*TEXTE FOURNI*

La goutte froide de Paiporta, Chiva et autres communes adjacentes relance aussi les débats sur les mesures qu’il conviendrait de prendre face au réchauffement planétaire. Socialistes et gauche « radicale » se positionnent en pionniers dans le domaine. Ils défendent ainsi davantage de taxes sur les grandes entreprises (notamment celles du secteur de l’énergie) ou encore la mise en place des zones à faibles émissions dans toutes les communes de plus de 50 000 habitants.

*EXTRAITS DE DONNÉES*
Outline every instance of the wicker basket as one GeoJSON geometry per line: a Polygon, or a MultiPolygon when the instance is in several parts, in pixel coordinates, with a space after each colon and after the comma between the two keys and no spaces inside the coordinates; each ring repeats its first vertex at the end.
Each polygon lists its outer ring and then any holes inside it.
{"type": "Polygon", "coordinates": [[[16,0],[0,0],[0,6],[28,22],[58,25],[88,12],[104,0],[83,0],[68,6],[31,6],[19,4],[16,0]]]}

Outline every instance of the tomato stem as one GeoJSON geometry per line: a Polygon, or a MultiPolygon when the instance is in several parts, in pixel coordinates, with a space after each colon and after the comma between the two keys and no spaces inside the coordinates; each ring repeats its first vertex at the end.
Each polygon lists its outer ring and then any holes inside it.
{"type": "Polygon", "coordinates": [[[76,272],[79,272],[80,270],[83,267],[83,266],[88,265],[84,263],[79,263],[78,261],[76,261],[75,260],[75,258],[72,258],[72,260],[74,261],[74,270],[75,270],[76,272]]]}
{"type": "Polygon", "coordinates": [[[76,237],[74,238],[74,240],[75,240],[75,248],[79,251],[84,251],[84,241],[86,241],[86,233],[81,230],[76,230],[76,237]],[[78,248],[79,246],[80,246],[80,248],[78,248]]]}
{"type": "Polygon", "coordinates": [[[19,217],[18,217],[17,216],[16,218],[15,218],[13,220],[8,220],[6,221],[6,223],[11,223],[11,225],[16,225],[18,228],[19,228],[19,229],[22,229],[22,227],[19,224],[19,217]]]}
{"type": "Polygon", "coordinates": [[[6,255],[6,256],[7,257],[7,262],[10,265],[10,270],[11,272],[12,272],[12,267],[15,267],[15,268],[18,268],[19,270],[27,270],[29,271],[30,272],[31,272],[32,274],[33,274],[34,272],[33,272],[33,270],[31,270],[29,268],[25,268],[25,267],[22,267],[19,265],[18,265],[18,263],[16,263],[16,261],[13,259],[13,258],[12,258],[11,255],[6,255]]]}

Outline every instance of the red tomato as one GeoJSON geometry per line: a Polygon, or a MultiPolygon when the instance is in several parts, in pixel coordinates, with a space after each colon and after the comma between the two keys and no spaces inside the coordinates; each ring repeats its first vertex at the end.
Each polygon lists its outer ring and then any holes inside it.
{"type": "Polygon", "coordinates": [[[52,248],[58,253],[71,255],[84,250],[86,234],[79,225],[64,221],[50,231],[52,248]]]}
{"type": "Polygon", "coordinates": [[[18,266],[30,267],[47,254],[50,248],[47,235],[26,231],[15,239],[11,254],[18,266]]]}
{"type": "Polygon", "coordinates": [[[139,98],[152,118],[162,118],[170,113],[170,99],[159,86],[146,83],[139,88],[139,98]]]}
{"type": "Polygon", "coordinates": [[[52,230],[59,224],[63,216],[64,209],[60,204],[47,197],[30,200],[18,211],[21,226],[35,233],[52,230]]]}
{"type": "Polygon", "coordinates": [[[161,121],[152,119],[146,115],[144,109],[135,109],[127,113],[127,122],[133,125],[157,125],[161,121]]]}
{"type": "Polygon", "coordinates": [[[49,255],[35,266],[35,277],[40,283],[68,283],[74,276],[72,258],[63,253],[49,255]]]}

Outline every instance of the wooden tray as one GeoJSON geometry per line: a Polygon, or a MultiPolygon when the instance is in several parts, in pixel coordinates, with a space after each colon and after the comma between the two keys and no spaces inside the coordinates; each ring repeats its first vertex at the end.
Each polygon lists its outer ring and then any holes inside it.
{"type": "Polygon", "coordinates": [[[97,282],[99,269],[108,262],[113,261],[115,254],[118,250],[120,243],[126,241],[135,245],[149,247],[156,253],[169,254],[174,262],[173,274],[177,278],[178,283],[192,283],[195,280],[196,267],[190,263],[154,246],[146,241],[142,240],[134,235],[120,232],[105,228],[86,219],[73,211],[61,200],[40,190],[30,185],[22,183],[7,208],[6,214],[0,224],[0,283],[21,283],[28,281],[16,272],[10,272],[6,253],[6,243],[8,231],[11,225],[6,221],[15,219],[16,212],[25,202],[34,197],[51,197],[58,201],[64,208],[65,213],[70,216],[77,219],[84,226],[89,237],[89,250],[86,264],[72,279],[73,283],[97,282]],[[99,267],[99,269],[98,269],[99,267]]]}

*LE PROBLÈME*
Relevez tous les verbes conjugués à un mode personnel dans le texte fourni, en respectant leur ordre d'apparition. Les lignes n'ont aucun lien avec le texte fourni.

*CORRIGÉ DÉTAILLÉ*
relance, conviendrait, se positionnent, défendent